*Work item*:
Make an exact copy of all the entries shown below.

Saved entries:
# # # # #
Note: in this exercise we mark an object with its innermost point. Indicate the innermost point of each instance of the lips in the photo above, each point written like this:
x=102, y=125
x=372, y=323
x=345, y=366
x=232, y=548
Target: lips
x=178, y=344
# # # # #
*Result below*:
Note: in this exercise we mark an object with its innermost point. Indicate the innermost point of each instance of the lips in the photo above, each point written like this:
x=102, y=125
x=372, y=323
x=345, y=366
x=232, y=548
Target: lips
x=178, y=344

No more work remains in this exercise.